GIVEN REQUEST:
Reproduce every line of the records below verbatim, with no changes.

ENTRIES PROVIDED:
═══

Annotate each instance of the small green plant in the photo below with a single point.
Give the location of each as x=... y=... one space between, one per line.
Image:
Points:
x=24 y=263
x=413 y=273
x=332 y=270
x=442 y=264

═══

EXPECTED ANSWER:
Annotate each instance of the small green plant in the photo below with a single point.
Give the location of each as x=... y=... one space between, one per line.
Image:
Points:
x=24 y=263
x=413 y=273
x=332 y=270
x=442 y=264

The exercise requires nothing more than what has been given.